[Extracted entries]
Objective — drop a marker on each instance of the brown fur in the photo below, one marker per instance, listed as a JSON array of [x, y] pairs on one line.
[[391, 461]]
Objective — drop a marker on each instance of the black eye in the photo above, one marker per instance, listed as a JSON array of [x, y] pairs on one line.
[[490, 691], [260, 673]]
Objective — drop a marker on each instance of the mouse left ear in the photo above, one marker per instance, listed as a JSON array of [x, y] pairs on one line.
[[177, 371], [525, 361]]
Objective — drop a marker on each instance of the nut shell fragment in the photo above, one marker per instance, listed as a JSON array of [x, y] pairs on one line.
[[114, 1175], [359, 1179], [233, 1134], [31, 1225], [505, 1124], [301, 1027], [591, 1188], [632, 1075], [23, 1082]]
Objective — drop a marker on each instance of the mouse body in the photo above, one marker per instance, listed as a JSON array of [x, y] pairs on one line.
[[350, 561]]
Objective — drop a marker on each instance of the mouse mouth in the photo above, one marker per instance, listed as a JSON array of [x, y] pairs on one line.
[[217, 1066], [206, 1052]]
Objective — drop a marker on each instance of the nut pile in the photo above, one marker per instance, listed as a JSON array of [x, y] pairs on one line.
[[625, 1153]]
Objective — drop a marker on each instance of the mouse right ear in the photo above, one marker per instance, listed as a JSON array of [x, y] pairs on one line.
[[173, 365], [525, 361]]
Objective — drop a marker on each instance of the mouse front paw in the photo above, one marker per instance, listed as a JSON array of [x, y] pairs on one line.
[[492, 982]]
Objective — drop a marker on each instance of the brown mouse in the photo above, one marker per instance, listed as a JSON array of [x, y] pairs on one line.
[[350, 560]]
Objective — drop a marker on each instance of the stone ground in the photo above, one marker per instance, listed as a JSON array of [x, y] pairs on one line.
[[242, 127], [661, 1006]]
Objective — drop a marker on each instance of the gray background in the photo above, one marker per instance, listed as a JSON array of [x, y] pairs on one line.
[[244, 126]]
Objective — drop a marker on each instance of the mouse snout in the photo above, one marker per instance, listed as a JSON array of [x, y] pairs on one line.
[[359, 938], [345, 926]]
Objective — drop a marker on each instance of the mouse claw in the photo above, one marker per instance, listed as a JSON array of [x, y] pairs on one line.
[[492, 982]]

[Exercise task]
Rewrite every one of the records above as a numbered list, dropping any blank lines.

[Finished exercise]
1. Objective — drop a marker on each instance of the brown fur in the photo below, one marker per instance, listed as a JSON array of [x, y] pairs on one line.
2. [[391, 461]]
3. Objective — drop a marker on each instance of the black eye in the photo above, one marker per instance, listed as a JSON array of [x, y] pairs on one line.
4. [[490, 691], [260, 673]]
5. Objective — drop a marker on each instance of the mouse left ear in the photo above, one marker per instance, listed as a JSON array of [x, y] pairs on one line.
6. [[177, 371], [525, 361]]
7. Objective — drop a marker on each instance of the nut shell fragment in the photo above, one marker per instance, listed as a JSON array of [x, y] pairs on one line.
8. [[114, 1175], [359, 1179], [233, 1134], [31, 1225], [505, 1124], [301, 1027], [591, 1188], [632, 1075], [23, 1082]]
9. Objective — drop a marker on each instance of the mouse body in the photo above, one marker per instance, listed as a JSON array of [x, y] pairs on one line.
10. [[350, 561]]
11. Objective — drop a marker on each instance of the mouse mouth in the photo above, one marker per instance, listed as a JSON array of [x, y] pairs on one line.
12. [[217, 1066], [206, 1052]]
13. Objective — drop a marker on each instance of the nut pile in the photo above, one marker per instance, listed as a JSON array of [x, y] pairs on one line.
14. [[625, 1153]]
15. Objective — drop a marker on each instance of the mouse right ear in the photo above, one marker per instance, listed as a JSON array of [x, y] pairs on one line.
16. [[173, 365], [525, 361]]
17. Objective — drop a marker on each instance of the mouse front paw in the photo above, one marker per instance, listed as a JSON array of [x, y] pairs on one line.
18. [[492, 982]]
19. Objective — drop a marker on each instance of the brown mouse in the photo above, one marker per instance, listed as a JSON array of [x, y] pairs on one line.
20. [[350, 560]]
21. Objective — drop a marker on each instance of the stone ground in the photo above, one marker per instance, listed as a JSON array of [x, y] pairs on one line.
22. [[242, 127], [661, 1006]]
23. Objective — drop a marker on each instance of the gray background in the photo above, one marker per instance, listed as a JSON array of [x, y] pairs on one line.
24. [[244, 126]]
25. Objective — drop a marker on each instance of the mouse snout in the photo above, one marker per instance, listed as a JSON array of [x, y] pairs on one line.
26. [[359, 938], [345, 926]]
27. Objective — drop a marker on each instance of the mouse claw in the photo above, one marker per instance, listed as a JSON array of [x, y] pairs on one line.
28. [[492, 982]]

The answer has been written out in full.